━━ THE RECORDS ━━

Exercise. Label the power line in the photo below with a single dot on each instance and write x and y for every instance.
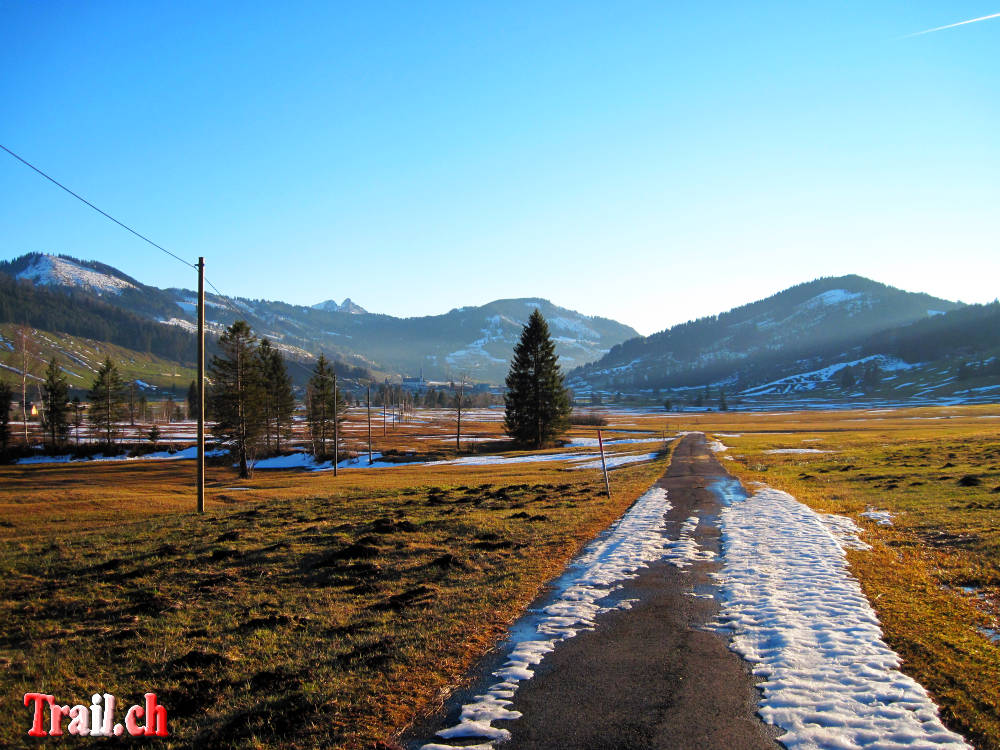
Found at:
(102, 213)
(228, 300)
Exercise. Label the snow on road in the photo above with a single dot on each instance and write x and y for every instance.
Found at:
(635, 541)
(799, 616)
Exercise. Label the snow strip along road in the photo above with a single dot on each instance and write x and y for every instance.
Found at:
(633, 542)
(746, 630)
(797, 613)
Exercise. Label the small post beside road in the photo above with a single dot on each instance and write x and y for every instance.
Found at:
(604, 464)
(201, 386)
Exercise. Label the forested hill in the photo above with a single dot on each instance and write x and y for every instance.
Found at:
(81, 314)
(809, 326)
(472, 341)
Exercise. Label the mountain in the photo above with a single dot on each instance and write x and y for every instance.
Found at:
(348, 306)
(791, 342)
(76, 296)
(49, 270)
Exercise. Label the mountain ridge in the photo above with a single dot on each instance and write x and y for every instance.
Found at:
(474, 341)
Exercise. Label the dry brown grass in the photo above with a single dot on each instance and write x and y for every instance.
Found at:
(309, 610)
(934, 576)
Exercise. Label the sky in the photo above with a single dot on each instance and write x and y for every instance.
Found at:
(647, 162)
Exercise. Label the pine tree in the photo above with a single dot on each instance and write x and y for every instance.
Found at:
(55, 399)
(279, 401)
(323, 401)
(537, 403)
(236, 394)
(107, 398)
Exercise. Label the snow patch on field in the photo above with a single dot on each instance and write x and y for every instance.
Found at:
(800, 617)
(634, 542)
(187, 453)
(881, 517)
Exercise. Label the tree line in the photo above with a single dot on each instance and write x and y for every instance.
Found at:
(251, 400)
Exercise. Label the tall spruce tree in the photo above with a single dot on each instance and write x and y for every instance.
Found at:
(55, 400)
(107, 402)
(537, 402)
(323, 401)
(278, 399)
(236, 394)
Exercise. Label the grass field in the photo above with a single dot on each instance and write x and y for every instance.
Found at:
(308, 610)
(933, 576)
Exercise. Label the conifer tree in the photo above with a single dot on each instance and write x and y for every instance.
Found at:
(107, 399)
(323, 401)
(236, 394)
(279, 401)
(537, 403)
(55, 397)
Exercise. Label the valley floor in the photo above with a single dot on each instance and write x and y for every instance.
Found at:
(305, 609)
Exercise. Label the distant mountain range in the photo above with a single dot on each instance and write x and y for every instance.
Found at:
(794, 347)
(830, 341)
(59, 293)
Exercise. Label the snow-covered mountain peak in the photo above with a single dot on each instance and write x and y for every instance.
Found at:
(54, 271)
(348, 306)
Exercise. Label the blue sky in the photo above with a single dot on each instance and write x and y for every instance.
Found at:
(648, 162)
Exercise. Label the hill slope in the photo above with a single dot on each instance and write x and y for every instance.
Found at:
(473, 341)
(797, 342)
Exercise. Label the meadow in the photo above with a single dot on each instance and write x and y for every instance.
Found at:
(308, 610)
(933, 575)
(302, 609)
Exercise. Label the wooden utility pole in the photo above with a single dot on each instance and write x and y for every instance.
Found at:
(458, 429)
(336, 427)
(369, 424)
(604, 464)
(200, 460)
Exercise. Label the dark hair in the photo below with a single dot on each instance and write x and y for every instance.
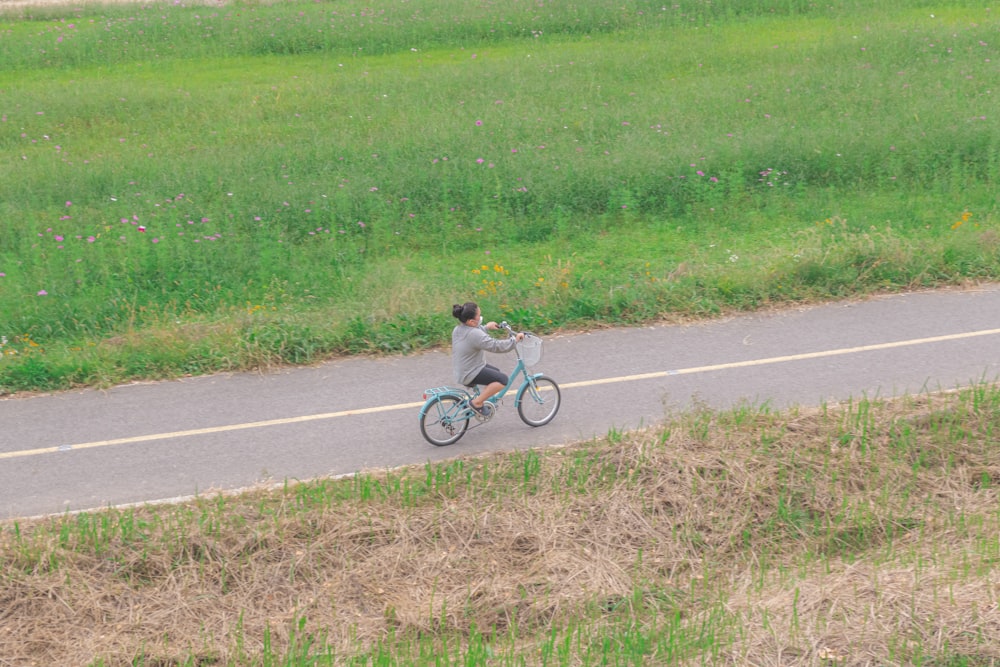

━━━

* **PROMPT**
Each line of the data that holds "road" should be reported.

* **YOUR SOLUTION**
Exercise. Label the snow on road in the photo above with a single dot on each instance and write x and y for every instance.
Exercise. Label the snow strip along road in the photo above with a single dot on each instance and write x and y for every instance.
Exercise. Label the small post beside road in the photo above with a single dot on each instance and write x and y for every instance.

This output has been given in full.